Task brief:
Please reproduce, exactly and with nothing added, the line containing "Query: crispy fried tortilla" and every line after it to the end of the records.

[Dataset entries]
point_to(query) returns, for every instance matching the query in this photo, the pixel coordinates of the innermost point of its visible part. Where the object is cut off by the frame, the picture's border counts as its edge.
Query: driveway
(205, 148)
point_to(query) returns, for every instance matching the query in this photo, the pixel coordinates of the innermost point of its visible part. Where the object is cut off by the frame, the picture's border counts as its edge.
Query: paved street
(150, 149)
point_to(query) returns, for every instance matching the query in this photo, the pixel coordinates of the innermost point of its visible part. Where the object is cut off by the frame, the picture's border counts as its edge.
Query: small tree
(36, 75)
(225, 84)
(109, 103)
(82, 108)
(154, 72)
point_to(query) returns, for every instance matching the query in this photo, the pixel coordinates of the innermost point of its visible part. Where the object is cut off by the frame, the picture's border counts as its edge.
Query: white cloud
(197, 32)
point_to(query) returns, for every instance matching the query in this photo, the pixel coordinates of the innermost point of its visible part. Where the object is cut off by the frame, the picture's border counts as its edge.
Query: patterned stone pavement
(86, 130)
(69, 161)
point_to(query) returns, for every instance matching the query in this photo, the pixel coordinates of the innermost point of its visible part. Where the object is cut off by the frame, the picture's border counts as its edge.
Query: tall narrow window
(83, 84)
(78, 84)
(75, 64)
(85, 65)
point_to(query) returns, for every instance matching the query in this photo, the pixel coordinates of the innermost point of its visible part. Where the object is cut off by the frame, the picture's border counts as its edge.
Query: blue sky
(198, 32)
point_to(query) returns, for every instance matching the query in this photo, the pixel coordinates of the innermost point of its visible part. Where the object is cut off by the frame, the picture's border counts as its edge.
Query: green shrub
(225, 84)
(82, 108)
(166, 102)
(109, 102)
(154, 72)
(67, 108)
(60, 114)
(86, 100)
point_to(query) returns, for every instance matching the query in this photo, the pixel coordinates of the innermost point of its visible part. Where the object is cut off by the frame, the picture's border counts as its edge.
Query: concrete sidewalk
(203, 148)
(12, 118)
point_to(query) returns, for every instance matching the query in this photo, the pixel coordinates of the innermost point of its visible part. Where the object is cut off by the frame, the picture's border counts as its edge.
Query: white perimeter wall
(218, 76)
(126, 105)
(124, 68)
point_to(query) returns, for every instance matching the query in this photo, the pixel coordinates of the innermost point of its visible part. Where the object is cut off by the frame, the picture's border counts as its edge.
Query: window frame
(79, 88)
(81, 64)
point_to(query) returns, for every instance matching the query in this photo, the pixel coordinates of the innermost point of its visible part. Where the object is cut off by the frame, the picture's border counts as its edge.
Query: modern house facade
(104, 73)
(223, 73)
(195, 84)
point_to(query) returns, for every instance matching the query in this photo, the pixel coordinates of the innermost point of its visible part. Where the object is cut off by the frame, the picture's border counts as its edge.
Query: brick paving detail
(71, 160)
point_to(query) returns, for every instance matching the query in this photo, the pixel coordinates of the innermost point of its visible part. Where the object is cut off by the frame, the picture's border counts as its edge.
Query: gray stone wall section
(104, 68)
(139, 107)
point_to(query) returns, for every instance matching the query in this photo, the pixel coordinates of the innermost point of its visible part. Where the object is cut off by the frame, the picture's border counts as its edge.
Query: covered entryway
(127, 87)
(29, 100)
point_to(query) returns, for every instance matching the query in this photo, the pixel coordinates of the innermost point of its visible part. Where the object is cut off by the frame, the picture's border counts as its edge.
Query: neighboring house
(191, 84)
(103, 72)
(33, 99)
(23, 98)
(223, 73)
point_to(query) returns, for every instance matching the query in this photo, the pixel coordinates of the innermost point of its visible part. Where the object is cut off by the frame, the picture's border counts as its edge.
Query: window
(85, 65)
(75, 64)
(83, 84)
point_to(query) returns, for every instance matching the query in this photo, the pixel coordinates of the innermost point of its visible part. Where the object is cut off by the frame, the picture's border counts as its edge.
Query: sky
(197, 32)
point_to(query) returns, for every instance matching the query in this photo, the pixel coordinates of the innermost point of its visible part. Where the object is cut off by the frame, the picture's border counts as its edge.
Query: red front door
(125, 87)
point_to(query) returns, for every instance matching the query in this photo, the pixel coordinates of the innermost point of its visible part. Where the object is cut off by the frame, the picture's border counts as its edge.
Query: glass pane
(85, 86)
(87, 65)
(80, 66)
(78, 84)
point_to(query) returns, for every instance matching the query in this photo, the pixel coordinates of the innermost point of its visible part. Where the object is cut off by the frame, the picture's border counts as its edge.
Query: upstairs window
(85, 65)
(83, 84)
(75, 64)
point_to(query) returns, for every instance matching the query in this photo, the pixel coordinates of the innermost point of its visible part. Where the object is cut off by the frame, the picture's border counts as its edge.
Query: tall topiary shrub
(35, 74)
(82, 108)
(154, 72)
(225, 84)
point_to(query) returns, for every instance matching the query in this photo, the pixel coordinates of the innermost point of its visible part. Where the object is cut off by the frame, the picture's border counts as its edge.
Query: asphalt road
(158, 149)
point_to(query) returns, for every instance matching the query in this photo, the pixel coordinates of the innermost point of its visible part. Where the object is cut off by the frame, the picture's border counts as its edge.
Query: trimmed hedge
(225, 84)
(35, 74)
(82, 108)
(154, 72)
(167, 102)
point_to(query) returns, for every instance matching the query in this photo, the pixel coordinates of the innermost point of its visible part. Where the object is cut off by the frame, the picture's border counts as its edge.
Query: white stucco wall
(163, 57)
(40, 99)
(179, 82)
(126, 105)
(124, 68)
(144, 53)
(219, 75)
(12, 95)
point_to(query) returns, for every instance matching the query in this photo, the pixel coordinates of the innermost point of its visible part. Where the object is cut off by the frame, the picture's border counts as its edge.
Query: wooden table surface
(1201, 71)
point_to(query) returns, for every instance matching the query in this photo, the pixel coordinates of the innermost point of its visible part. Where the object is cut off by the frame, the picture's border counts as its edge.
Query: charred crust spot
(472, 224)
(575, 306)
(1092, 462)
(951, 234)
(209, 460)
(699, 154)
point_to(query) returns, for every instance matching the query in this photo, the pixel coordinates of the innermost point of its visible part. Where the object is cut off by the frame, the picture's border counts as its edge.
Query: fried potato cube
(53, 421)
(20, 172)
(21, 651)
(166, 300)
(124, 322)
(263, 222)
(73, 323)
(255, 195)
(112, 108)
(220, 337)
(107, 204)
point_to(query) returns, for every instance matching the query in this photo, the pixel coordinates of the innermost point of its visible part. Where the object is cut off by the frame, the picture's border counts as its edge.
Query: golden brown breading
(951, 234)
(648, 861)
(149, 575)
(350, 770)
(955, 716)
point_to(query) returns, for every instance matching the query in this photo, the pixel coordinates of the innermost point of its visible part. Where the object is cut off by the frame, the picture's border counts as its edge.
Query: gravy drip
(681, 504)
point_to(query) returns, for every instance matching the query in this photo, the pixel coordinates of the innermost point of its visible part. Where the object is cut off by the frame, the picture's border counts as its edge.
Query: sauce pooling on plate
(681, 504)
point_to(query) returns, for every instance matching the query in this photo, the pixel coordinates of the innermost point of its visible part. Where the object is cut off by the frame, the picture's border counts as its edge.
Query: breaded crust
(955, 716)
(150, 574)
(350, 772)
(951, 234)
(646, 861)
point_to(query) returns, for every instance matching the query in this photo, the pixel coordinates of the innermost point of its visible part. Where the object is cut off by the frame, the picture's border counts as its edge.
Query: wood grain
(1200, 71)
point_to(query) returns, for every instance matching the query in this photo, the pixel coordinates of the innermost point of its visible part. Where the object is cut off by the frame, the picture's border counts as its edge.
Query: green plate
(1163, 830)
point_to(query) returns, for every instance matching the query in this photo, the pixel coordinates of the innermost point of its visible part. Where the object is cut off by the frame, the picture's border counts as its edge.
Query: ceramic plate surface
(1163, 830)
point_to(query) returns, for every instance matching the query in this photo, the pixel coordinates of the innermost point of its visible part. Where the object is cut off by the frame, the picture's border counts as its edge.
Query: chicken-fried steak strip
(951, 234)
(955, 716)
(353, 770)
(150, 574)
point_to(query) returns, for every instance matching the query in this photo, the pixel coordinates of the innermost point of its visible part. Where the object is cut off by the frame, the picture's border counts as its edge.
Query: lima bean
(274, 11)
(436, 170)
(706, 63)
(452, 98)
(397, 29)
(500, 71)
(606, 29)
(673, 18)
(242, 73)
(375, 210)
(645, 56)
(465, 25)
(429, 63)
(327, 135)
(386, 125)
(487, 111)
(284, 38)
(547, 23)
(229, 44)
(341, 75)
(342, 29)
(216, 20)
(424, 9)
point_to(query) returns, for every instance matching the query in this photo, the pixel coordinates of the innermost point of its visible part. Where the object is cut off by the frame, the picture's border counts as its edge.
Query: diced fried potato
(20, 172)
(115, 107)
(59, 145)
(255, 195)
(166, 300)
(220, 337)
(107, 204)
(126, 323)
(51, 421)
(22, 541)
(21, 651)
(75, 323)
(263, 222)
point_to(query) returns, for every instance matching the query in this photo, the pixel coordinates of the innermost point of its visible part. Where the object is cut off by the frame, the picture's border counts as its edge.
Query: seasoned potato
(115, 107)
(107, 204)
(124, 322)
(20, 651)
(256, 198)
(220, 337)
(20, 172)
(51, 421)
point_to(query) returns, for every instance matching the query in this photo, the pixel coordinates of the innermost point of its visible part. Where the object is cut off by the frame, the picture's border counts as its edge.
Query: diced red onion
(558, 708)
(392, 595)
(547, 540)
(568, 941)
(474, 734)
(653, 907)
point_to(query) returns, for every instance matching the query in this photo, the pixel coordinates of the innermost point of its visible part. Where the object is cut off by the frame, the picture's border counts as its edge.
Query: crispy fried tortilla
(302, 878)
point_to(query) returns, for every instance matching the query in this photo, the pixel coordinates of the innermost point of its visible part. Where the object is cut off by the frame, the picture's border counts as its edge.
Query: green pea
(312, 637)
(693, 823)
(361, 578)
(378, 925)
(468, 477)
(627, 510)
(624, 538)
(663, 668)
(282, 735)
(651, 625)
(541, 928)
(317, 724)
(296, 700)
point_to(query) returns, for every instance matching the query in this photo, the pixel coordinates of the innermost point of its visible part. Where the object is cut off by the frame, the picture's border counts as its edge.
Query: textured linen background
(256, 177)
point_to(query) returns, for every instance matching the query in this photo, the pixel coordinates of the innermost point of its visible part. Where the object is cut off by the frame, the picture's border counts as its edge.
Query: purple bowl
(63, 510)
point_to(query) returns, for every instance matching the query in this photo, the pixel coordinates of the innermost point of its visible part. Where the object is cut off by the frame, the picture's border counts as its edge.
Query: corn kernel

Solved exercise:
Query: crispy fried tortilla
(302, 878)
point_to(query) returns, for every instance matching the query in this photo, the pixel coordinates of the innermost point of its visible part. Where the object is cut off by the frame, the picture's border counts as its edge.
Query: green pea
(312, 637)
(693, 823)
(361, 578)
(378, 925)
(468, 477)
(627, 510)
(624, 538)
(663, 668)
(282, 735)
(651, 625)
(541, 928)
(317, 724)
(296, 700)
point_to(query) returns, for every instance matching the query in this photo, the pixel coordinates of the innermost point of its visible part. Where the object is cut off by the frame, the picture's border counts as its edge.
Query: textured linen background
(256, 177)
point_to(query) returns, for every instance matching the query in this photo, the pixel coordinates of the innermost point of its visible part. Where the object is cut off by the frame, the picture's border counts as its edge.
Query: purple bowl
(63, 510)
point_to(query) returns, for every instance matching the query in this photo, the pixel coordinates of the innermost point of its visible part. Where the object is cut off by the frame, the picture's border counts as its edge.
Query: corn kernel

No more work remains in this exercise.